___ Passage for review ___
North Central News

Wis uses yoga to help choral students bring their “breath, body and being” into harmony

Jacob Imm

Nov 23, 2021

North Central College is leading the way on new approaches to supporting students’ mental health and wellness, thanks to the efforts of Ramona M. Wis, Mimi Rolland Professor in the Fine Arts. Wis brings the practice of yoga to her work as conductor and teacher of North Central choirs. She has shared the intricacies of her approach in a new article in the October 2021 issue of The Choral Journal, the official publication of the American Choral Directors Association.

Wis incorporates yoga principles and practices into work with her choral students as a means of helping each one of them individually and collectively as choirs. “As a yoga teacher, I have been trained to adapt to the individual student, which is very much in line with my long career as a choral conductor and conducting teacher,” said Wis. “Yoga can inform traditional choral practices by providing different ways of building the body architecture or accessing the breath, and by connecting ‘what we do’ with ‘why we do it’ in broader, life lesson-like ways.”

Yoga has become an integral part of preparing North Central students for performance, as Wis employs yoga in rehearsals for North Central’s Concert Choir, Women’s Chorale, and Chamber Singers. She also applies yoga principles to non-singing classes like Performance Music Methods and professional conferences and master classes.

For Wis and her choirs, sounding good is an important goal, but they aim to do even more than that. Yoga helps them live out their collective mantra of “singing for the greater good.”

“We build our work—from rehearsals to relationships to performances—around this idea of concentric circles,” said Wis. “How can singing help my greater good, that of my peers in the ensemble, and the wider world as we share our music? When a singer knows they can breathe in a way that they need that day, they take care of themselves so they can more fully participate in the ensemble music making, including discussions of choral text and social issues, and ultimately, make a positive impact on our audiences.”
___ Data listing ___
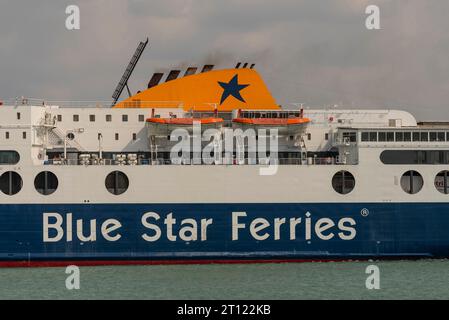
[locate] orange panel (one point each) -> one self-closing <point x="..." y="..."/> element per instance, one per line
<point x="227" y="90"/>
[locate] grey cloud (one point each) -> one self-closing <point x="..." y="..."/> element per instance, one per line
<point x="317" y="52"/>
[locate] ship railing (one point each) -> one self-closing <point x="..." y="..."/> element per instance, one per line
<point x="23" y="101"/>
<point x="160" y="161"/>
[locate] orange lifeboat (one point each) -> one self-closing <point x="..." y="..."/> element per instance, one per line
<point x="185" y="121"/>
<point x="272" y="121"/>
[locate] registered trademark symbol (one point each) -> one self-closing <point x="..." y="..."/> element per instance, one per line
<point x="364" y="212"/>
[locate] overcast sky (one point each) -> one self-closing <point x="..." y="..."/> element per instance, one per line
<point x="317" y="52"/>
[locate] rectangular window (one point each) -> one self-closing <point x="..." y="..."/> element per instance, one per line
<point x="350" y="136"/>
<point x="390" y="136"/>
<point x="433" y="136"/>
<point x="407" y="136"/>
<point x="424" y="136"/>
<point x="416" y="136"/>
<point x="365" y="136"/>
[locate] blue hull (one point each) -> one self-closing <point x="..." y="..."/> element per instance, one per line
<point x="281" y="231"/>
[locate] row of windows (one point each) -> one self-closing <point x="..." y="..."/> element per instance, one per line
<point x="108" y="118"/>
<point x="9" y="157"/>
<point x="117" y="182"/>
<point x="415" y="136"/>
<point x="412" y="182"/>
<point x="8" y="135"/>
<point x="46" y="183"/>
<point x="434" y="157"/>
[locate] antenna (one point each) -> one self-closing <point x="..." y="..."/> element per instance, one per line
<point x="129" y="70"/>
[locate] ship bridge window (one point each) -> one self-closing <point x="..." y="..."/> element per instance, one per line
<point x="350" y="136"/>
<point x="414" y="157"/>
<point x="424" y="136"/>
<point x="46" y="183"/>
<point x="407" y="136"/>
<point x="116" y="182"/>
<point x="442" y="182"/>
<point x="369" y="136"/>
<point x="412" y="182"/>
<point x="390" y="136"/>
<point x="416" y="136"/>
<point x="10" y="183"/>
<point x="9" y="157"/>
<point x="343" y="182"/>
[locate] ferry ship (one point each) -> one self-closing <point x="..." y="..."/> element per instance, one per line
<point x="162" y="177"/>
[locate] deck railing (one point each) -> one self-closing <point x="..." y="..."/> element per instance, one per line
<point x="160" y="161"/>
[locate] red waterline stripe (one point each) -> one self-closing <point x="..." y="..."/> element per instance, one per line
<point x="93" y="263"/>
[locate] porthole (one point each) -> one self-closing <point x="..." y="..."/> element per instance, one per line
<point x="10" y="183"/>
<point x="412" y="182"/>
<point x="9" y="157"/>
<point x="46" y="183"/>
<point x="442" y="182"/>
<point x="343" y="182"/>
<point x="117" y="182"/>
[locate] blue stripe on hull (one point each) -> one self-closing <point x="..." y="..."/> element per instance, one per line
<point x="381" y="230"/>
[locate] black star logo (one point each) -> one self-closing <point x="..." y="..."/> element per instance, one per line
<point x="232" y="88"/>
___
• **Required action 1**
Below the lines, reproduce the article on yoga and choral singing, everything from "North Central College" down to "Choral Directors Association.".
• **Required action 2**
According to the article on yoga and choral singing, in what publication did Wis describe her approach?
• **Required action 3**
For each statement, say whether it agrees with the article on yoga and choral singing, and quote the words that decide it.
(a) Wis uses yoga in rehearsals for the Chamber Singers.
(b) The Choral Journal is the official publication of the National Association for Music Education.
(c) Wis applies yoga principles only in classes that involve singing.

• **Task answer 1**
North Central College is leading the way on new approaches to supporting students’ mental health and wellness, thanks to the efforts of Ramona M. Wis, Mimi Rolland Professor in the Fine Arts. Wis brings the practice of yoga to her work as conductor and teacher of North Central choirs. She has shared the intricacies of her approach in a new article in the October 2021 issue of The Choral Journal, the official publication of the American Choral Directors Association.

• **Task answer 2**
The October 2021 issue of The Choral Journal.

• **Task answer 3**
(a) Yes: "Wis employs yoga in rehearsals for North Central’s Concert Choir, Women’s Chorale, and Chamber Singers."
(b) No: "the official publication of the American Choral Directors Association."
(c) No: "She also applies yoga principles to non-singing classes like Performance Music Methods"